→ Records shown
-----
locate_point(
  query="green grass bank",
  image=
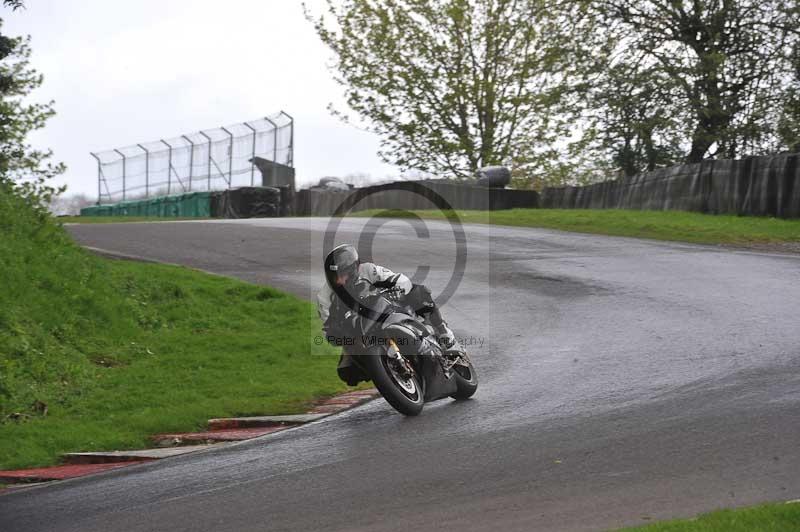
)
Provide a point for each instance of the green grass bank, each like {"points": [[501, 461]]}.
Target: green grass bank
{"points": [[97, 354], [777, 517], [660, 225]]}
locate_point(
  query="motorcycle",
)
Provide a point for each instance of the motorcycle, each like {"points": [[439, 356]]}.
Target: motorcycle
{"points": [[398, 351]]}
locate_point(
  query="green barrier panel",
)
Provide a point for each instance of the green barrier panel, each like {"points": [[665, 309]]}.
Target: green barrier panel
{"points": [[183, 205], [194, 205], [202, 202], [169, 207], [133, 208], [154, 207]]}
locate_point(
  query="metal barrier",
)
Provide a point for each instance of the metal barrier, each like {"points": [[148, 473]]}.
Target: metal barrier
{"points": [[210, 159]]}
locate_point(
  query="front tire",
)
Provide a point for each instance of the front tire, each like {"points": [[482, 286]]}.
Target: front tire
{"points": [[405, 395]]}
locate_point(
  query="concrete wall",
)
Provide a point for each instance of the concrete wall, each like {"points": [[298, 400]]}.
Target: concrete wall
{"points": [[762, 186]]}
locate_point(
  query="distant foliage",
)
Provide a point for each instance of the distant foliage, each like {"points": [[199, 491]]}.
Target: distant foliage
{"points": [[568, 92], [23, 170], [454, 85]]}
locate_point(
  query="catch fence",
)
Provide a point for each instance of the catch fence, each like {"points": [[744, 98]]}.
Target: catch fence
{"points": [[210, 159]]}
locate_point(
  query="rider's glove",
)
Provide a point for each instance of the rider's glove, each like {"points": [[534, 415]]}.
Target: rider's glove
{"points": [[395, 294]]}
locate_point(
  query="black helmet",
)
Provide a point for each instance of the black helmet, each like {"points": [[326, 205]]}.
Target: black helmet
{"points": [[342, 260]]}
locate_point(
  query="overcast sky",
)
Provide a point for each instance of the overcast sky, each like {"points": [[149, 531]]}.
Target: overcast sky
{"points": [[124, 72]]}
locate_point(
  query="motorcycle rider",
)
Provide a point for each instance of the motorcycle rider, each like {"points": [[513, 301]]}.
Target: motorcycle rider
{"points": [[343, 269]]}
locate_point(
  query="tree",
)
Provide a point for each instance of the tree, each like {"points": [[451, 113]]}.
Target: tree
{"points": [[632, 119], [789, 121], [23, 170], [726, 59], [453, 85]]}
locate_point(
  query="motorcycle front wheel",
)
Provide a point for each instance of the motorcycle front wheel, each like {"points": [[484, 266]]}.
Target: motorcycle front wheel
{"points": [[404, 392]]}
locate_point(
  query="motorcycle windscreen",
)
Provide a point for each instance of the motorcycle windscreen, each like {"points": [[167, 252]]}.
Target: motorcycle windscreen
{"points": [[373, 311]]}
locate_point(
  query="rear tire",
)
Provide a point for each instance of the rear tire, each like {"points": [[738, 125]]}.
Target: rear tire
{"points": [[407, 397], [466, 381]]}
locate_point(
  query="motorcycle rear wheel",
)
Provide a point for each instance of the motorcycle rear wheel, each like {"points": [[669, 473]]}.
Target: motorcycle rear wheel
{"points": [[407, 396], [466, 381]]}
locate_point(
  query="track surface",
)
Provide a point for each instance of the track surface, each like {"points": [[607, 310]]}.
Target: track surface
{"points": [[622, 381]]}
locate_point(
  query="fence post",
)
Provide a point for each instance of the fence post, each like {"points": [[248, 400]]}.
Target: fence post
{"points": [[99, 174], [169, 167], [290, 158], [191, 159], [274, 150], [253, 156], [230, 157], [209, 158], [123, 173], [146, 171]]}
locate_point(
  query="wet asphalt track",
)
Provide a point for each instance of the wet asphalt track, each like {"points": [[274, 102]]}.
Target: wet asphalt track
{"points": [[623, 381]]}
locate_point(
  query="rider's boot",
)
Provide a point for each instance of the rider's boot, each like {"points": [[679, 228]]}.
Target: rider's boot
{"points": [[446, 338]]}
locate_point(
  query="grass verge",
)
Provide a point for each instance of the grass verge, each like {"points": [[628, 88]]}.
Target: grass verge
{"points": [[120, 219], [659, 225], [778, 517], [97, 354]]}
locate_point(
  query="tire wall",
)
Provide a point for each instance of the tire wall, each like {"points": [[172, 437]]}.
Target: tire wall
{"points": [[758, 186], [412, 196]]}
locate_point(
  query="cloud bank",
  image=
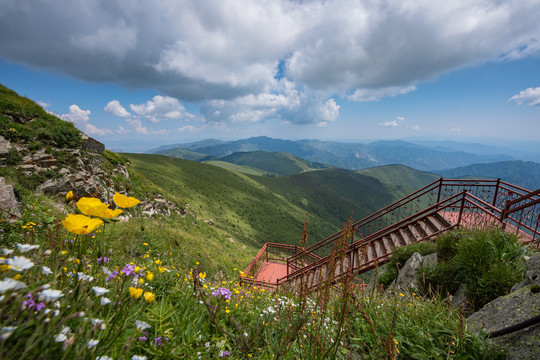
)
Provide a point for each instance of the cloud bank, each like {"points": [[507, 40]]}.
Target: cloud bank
{"points": [[251, 60]]}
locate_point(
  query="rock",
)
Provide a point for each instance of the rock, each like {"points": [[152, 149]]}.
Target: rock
{"points": [[92, 145], [408, 275], [521, 304], [5, 150], [9, 202], [532, 273]]}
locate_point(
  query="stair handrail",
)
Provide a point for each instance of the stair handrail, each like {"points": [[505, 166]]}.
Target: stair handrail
{"points": [[436, 185], [462, 197]]}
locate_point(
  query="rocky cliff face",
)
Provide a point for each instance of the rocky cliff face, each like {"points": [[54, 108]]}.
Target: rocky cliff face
{"points": [[56, 170]]}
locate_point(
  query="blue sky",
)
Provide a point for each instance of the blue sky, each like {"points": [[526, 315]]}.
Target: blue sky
{"points": [[136, 75]]}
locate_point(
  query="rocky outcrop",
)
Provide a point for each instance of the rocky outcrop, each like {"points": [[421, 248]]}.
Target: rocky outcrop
{"points": [[521, 304], [10, 208], [408, 275]]}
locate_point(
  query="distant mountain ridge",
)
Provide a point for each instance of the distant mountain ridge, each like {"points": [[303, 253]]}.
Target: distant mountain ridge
{"points": [[352, 156]]}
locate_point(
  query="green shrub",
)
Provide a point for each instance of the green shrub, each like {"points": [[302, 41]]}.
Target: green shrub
{"points": [[487, 262]]}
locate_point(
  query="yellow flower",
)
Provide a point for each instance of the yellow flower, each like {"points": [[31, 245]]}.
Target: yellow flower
{"points": [[124, 201], [149, 297], [135, 293], [5, 267], [80, 224], [94, 207]]}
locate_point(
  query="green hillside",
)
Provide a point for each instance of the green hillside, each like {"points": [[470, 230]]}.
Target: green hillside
{"points": [[275, 162], [239, 168], [235, 202], [183, 154], [405, 178], [258, 209]]}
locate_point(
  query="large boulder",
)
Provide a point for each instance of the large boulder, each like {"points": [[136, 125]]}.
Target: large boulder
{"points": [[523, 303], [408, 275], [9, 204]]}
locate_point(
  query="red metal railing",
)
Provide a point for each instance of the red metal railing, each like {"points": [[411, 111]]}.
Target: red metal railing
{"points": [[474, 203], [472, 212], [495, 192]]}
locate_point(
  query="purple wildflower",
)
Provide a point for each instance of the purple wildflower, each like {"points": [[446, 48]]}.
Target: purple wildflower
{"points": [[30, 303], [129, 270], [226, 293], [111, 276]]}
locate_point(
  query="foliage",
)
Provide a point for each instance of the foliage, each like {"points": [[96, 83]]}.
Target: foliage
{"points": [[127, 291], [487, 262], [23, 120]]}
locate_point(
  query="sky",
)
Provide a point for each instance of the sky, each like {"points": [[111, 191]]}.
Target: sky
-----
→ Given exercise
Pictures in the data above should not be copied; transcribe everything else exactly.

→ Exercise answer
locate_point(
  query="green grass bank",
  image=
)
Provide a point for each instance of the green grass bank, each like {"points": [[501, 461]]}.
Target: green grass bank
{"points": [[97, 354], [777, 517], [660, 225]]}
locate_point(
  query="motorcycle",
)
Provide a point for each instance of the motorcycle, each like {"points": [[439, 356]]}.
Target: motorcycle
{"points": [[398, 351]]}
locate_point(
  query="green barrier panel",
)
Provide a point for each instance of the green barrier panel, each like {"points": [[665, 309]]}.
Target: green barrier panel
{"points": [[183, 205], [194, 205], [202, 202], [169, 207], [133, 208], [154, 207]]}
locate_point(
  query="metal barrier",
)
Provide a point for each instance of the metal barrier, each like {"points": [[148, 473]]}.
Target: metal barrier
{"points": [[210, 159]]}
locate_point(
  query="front tire",
)
Provide a point for each instance of the front tire, each like {"points": [[482, 286]]}.
Target: front tire
{"points": [[405, 395]]}
locate_point(
  query="concrete wall",
)
Provide a point for each instance of the concrete wall, each like {"points": [[298, 400]]}.
Target: concrete wall
{"points": [[762, 186]]}
locate_point(
  query="distant foliage",
)
Provide a point for each instance of the distant foliage, each like {"points": [[199, 491]]}.
Target: distant foliage
{"points": [[568, 92], [23, 170], [454, 85]]}
locate_point(
  query="catch fence",
)
Provide a point for each instance of the catch fence, each like {"points": [[744, 98]]}.
Target: catch fence
{"points": [[210, 159]]}
locate_point(
  query="rider's glove",
)
Provide a point for each instance of the rider's glove, each like {"points": [[534, 415]]}.
Target: rider's glove
{"points": [[395, 294]]}
locate_point(
  query="black helmet",
)
Provide a point for each instance of the black helmet, each like {"points": [[326, 205]]}.
Target: black helmet
{"points": [[342, 260]]}
locate_point(
  query="overcast sky",
)
Provide a point for each instance of the overcast sky, each like {"points": [[149, 531]]}.
Target: overcast sky
{"points": [[124, 72]]}
locate_point(
  query="motorcycle rider",
)
Provide a point for each instance of the motorcycle rider, each like {"points": [[513, 301]]}.
Target: motorcycle rider
{"points": [[343, 269]]}
locate_point(
  query="tree",
)
Provide a point for each instance of the tree, each like {"points": [[451, 113]]}.
Target: tree
{"points": [[632, 119], [789, 121], [23, 170], [726, 59], [453, 85]]}
locate_point(
  query="motorcycle front wheel",
)
Provide a point for each instance of the motorcycle front wheel, each like {"points": [[484, 266]]}.
Target: motorcycle front wheel
{"points": [[404, 392]]}
locate_point(
  query="motorcycle windscreen",
)
Provide a point for each instance of the motorcycle windscreen, each like {"points": [[167, 252]]}.
Target: motorcycle windscreen
{"points": [[373, 311]]}
locate_point(
  query="rear tire",
)
Provide a point for each instance of the rear tire, each like {"points": [[738, 125]]}.
Target: rear tire
{"points": [[407, 397], [466, 381]]}
locate_point(
  query="motorcycle rear wheel",
)
Provide a point for each instance of the motorcycle rear wheel, each like {"points": [[669, 473]]}.
Target: motorcycle rear wheel
{"points": [[407, 396], [466, 381]]}
locate_point(
  query="track surface",
)
Provide a point for each instance of the track surface, each like {"points": [[607, 310]]}.
Target: track surface
{"points": [[622, 381]]}
locate_point(
  query="fence post",
)
Provide a point for each instance of the fence post, each like {"points": [[248, 400]]}.
Target: fence post
{"points": [[99, 174], [169, 167], [290, 158], [191, 159], [274, 150], [253, 156], [230, 157], [209, 158], [123, 173], [146, 171]]}
locate_point(
  query="wet asphalt track",
)
Provide a point for each instance of the wet asphalt track, each like {"points": [[274, 102]]}.
Target: wet asphalt track
{"points": [[623, 381]]}
locate_point(
  query="rider's boot",
)
Provide a point for each instance of the rider's boot, each like {"points": [[679, 228]]}.
Target: rider's boot
{"points": [[446, 338]]}
locate_point(
  query="grass verge",
)
Provide a point for each instance of the grass verge, each like {"points": [[628, 88]]}.
Target: grass verge
{"points": [[120, 219], [659, 225], [778, 517], [97, 354]]}
locate_point(
  query="tire wall",
)
Provide a point for each instance of the tire wall, each like {"points": [[172, 437]]}.
Target: tire wall
{"points": [[758, 186], [412, 196]]}
locate_point(
  query="cloud bank",
  image=
)
Provide a point for each instance of the cloud bank, each like {"points": [[507, 40]]}.
Target: cloud bank
{"points": [[251, 60]]}
locate_point(
  query="rock",
)
Provide a point for each instance of the rock, each like {"points": [[152, 149]]}.
Target: rock
{"points": [[92, 145], [408, 275], [521, 304], [5, 150], [9, 202], [532, 273]]}
locate_point(
  query="stair handrail",
)
Provide a point for each instance of the stair handrail, each like {"points": [[505, 166]]}.
Target: stair handrail
{"points": [[436, 185], [462, 197]]}
locate_point(
  query="rocky cliff face",
)
Provide a point for each instance of the rocky cliff face, each like {"points": [[54, 108]]}.
Target: rocky cliff face
{"points": [[56, 170]]}
locate_point(
  query="blue sky",
)
Provide a point for each instance of the blue sky, each like {"points": [[526, 315]]}.
Target: blue sky
{"points": [[136, 75]]}
locate_point(
  query="rocky outcrop",
)
Provide a point for each instance of the rocky outcrop, each like {"points": [[421, 248]]}.
Target: rocky outcrop
{"points": [[521, 304], [10, 208], [408, 275]]}
locate_point(
  query="distant mountain ridge",
)
Provide a point for each instance of the distant mountain ridge, each like {"points": [[303, 253]]}.
Target: distant mountain ridge
{"points": [[352, 156]]}
locate_point(
  query="green shrub",
)
Provide a point for each instance of the green shrub, each like {"points": [[302, 41]]}.
Target: green shrub
{"points": [[487, 262]]}
locate_point(
  query="yellow flower",
)
Provide a point for each instance of the yellow flower, each like {"points": [[31, 245]]}.
Target: yellow flower
{"points": [[124, 201], [149, 297], [135, 293], [5, 267], [80, 224], [94, 207]]}
locate_point(
  query="green hillside",
)
Provide a point for each instance of the green hillside, each like {"points": [[470, 230]]}.
Target: green hillside
{"points": [[275, 162], [239, 168], [235, 202], [183, 154], [405, 178], [258, 209]]}
locate_point(
  query="large boulder",
)
Provide a point for each instance of the large boulder, each like {"points": [[136, 125]]}.
Target: large boulder
{"points": [[523, 303], [408, 275], [9, 204]]}
locate_point(
  query="red metal railing",
)
Provide a point for each instance of the red metal railing, each like {"points": [[411, 111]]}.
Target: red metal railing
{"points": [[474, 203], [472, 212], [495, 192]]}
locate_point(
  query="purple wildflower",
)
Provide a point for each instance of the purple wildflower, each like {"points": [[446, 48]]}.
Target: purple wildflower
{"points": [[30, 303], [129, 270], [226, 293], [111, 276]]}
locate_point(
  query="foliage",
)
Provide a point for each instance of the foliage, each like {"points": [[96, 83]]}.
Target: foliage
{"points": [[127, 291], [487, 262], [23, 120]]}
locate_point(
  query="sky",
)
Provide a point for each instance of the sky, each like {"points": [[111, 191]]}.
Target: sky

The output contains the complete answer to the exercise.